Ah les amours d’été…Vous remarquez une jolie fille au camping, et vous la retrouvez le soir même dans la seule discothèque du coin. Alors, vous l’invitez gauchement à danser un blues sur la piste (« L’été Indien » ou « Le Petit Bonhomme en Mousse » font l’affaire), vous la faites rire avec deux ou trois boutades sur le commerce international, vous déposez un petit bisou sur ses lèvres, et vous marchez sur la plage, riant sous les étoiles les yeux embués de désir. Ou…
Ou alors, il y a aussi la méthode mexicaine des PYPHOMGERTUM. Vous remarquez une fille jolie ou non dans la rue, vous la coincez dans une impasse, lui démontez le vagin à coups de pied de biche, et puis vous la jetez dans le terrain vague le plus proche après utilisation. C’est moins romantique, mais plus pragmatique.
Fondé en 1992 à Mexico City, PYPHOMGERTUM est donc l’un des plus anciens représentants de la brutalité hispanique d’Amérique du Sud, et si son premier album n’a vu le jour qu’en 1996 après trois démos, son second long n’a été expulsé qu’en 2009, presque vingt ans après sa naissance aux forceps (et en plus, il ne s’agissait que d’un remake du premier, paye ta feignasse). Il faut dire que le bébé pesait déjà quinze kilos, et qu’il n’était pas du genre conciliant…ni constant. Une vie marquée par des hiatus et des colères braillantes dans son coin, un split en 1999 pour revenir en 2014.
+++
> _Consigne_
Recopiez fidèlement tout le passage de la chronique sur PYPHOMGERTUM, depuis « Ah les amours » jusqu'à « mais plus pragmatique. ». Les enregistrements ne sont d'aucune utilité ici.

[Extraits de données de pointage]
+++
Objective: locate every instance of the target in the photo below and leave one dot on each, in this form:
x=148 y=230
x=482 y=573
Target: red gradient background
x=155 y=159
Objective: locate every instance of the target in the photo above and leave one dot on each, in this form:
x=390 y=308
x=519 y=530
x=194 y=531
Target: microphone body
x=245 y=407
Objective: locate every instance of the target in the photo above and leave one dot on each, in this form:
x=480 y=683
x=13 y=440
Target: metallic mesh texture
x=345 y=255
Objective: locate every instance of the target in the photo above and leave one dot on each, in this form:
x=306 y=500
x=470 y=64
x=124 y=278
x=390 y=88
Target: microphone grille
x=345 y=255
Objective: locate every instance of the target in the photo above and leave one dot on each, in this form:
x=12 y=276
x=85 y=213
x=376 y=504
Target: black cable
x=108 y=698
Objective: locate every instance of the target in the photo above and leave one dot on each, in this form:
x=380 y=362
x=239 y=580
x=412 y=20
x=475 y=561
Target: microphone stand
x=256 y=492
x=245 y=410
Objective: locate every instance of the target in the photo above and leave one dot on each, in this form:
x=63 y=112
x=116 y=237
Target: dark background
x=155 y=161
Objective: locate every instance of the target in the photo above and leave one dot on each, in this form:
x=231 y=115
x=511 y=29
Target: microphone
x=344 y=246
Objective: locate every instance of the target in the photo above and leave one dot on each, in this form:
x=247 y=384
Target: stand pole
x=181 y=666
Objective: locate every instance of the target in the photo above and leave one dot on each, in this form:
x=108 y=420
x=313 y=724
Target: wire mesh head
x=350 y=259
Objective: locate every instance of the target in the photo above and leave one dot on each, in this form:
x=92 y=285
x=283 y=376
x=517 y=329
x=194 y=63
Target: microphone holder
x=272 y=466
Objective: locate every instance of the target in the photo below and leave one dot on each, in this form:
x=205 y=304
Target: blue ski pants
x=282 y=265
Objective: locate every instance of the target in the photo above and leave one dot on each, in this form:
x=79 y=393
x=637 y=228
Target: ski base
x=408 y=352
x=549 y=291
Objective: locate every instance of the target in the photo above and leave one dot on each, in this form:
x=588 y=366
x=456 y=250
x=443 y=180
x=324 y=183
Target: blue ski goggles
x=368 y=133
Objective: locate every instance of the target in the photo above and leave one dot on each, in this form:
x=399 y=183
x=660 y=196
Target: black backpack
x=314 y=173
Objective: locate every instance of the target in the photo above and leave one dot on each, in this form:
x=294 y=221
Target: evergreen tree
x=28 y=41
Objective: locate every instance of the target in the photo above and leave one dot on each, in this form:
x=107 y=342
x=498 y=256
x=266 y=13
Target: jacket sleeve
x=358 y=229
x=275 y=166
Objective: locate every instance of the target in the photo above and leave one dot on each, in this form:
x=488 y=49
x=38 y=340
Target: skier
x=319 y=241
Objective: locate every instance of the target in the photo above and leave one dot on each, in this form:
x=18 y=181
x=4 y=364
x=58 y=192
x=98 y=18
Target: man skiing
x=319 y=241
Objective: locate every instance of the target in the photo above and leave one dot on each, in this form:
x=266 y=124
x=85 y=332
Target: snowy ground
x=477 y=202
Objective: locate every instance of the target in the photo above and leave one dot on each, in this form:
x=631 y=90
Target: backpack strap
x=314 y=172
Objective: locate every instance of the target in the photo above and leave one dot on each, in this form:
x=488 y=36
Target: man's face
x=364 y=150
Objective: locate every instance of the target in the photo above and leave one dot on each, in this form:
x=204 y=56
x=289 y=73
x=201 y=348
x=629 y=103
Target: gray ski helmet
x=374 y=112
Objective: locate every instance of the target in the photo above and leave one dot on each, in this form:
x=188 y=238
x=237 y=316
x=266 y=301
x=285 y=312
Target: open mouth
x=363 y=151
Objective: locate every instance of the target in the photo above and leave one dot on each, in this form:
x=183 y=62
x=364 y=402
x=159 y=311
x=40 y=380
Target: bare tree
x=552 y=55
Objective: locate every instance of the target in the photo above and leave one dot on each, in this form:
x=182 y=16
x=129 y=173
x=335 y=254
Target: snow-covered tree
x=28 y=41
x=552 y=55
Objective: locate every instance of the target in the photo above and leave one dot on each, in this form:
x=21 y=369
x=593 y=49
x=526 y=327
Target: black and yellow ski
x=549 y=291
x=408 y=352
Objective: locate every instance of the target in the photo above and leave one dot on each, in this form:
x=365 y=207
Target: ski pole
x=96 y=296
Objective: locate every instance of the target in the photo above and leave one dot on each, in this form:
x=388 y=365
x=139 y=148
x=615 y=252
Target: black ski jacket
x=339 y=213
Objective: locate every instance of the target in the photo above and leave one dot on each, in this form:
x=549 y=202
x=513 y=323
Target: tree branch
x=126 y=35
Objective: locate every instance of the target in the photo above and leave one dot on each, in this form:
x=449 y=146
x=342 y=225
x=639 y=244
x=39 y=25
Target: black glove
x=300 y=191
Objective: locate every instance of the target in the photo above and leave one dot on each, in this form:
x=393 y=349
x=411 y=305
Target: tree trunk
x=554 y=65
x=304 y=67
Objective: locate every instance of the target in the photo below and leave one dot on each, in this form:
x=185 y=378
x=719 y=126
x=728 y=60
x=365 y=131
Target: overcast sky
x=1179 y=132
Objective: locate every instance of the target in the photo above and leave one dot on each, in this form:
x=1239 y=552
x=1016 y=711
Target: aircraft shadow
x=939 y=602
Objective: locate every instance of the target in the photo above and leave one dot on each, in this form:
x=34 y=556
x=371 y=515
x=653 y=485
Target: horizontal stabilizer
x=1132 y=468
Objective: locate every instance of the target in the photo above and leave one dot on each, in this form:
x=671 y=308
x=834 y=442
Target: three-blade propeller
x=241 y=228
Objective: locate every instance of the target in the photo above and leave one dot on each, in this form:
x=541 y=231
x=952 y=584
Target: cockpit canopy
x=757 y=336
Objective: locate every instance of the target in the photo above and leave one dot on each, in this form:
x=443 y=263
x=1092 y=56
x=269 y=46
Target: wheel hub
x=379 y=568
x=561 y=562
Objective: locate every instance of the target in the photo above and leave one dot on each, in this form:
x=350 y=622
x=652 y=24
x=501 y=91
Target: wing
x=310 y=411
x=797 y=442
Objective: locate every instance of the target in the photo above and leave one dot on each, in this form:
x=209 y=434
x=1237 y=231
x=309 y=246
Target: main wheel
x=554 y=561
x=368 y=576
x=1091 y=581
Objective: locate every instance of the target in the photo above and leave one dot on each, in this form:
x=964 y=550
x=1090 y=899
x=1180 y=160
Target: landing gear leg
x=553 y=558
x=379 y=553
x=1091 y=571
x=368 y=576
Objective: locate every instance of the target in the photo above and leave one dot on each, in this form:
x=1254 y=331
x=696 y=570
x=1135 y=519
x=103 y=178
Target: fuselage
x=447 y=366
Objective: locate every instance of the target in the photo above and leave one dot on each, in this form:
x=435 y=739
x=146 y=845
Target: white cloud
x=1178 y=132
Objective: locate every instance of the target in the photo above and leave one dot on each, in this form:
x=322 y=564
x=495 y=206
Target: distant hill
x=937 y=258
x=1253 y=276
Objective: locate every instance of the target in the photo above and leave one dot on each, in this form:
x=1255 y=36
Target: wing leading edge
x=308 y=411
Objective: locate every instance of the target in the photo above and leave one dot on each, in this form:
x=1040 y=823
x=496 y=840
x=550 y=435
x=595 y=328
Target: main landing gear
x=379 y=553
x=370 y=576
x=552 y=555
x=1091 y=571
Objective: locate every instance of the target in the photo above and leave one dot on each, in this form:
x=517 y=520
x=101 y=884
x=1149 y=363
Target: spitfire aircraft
+++
> _Résultat attendu_
Ah les amours d’été…Vous remarquez une jolie fille au camping, et vous la retrouvez le soir même dans la seule discothèque du coin. Alors, vous l’invitez gauchement à danser un blues sur la piste (« L’été Indien » ou « Le Petit Bonhomme en Mousse » font l’affaire), vous la faites rire avec deux ou trois boutades sur le commerce international, vous déposez un petit bisou sur ses lèvres, et vous marchez sur la plage, riant sous les étoiles les yeux embués de désir. Ou…
Ou alors, il y a aussi la méthode mexicaine des PYPHOMGERTUM. Vous remarquez une fille jolie ou non dans la rue, vous la coincez dans une impasse, lui démontez le vagin à coups de pied de biche, et puis vous la jetez dans le terrain vague le plus proche après utilisation. C’est moins romantique, mais plus pragmatique.